Written exercise >> Present the lines of the entries below as a numbered list, leaving out blank lines and the pictures.

-------

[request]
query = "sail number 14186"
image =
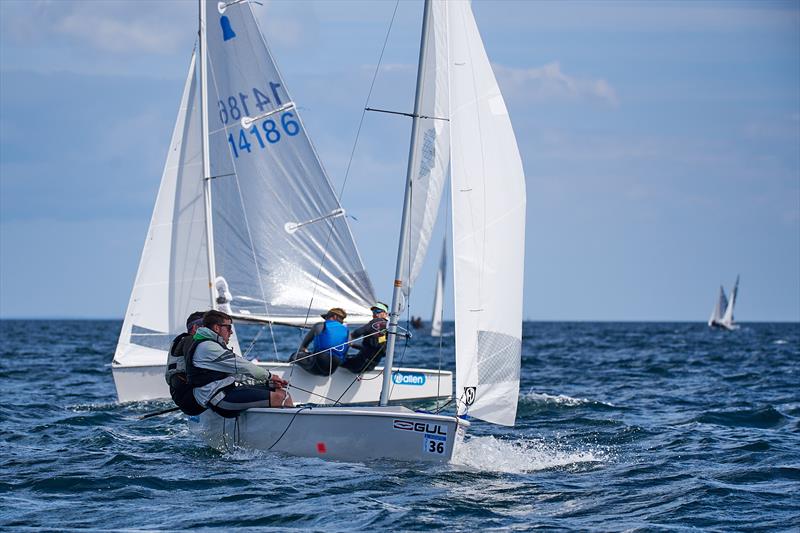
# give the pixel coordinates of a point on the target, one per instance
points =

-------

Task solution >>
1. [request]
2. query = "sail number 14186"
3. image =
4. # give the pixel coordinates of a point on the target, one per instance
5. points =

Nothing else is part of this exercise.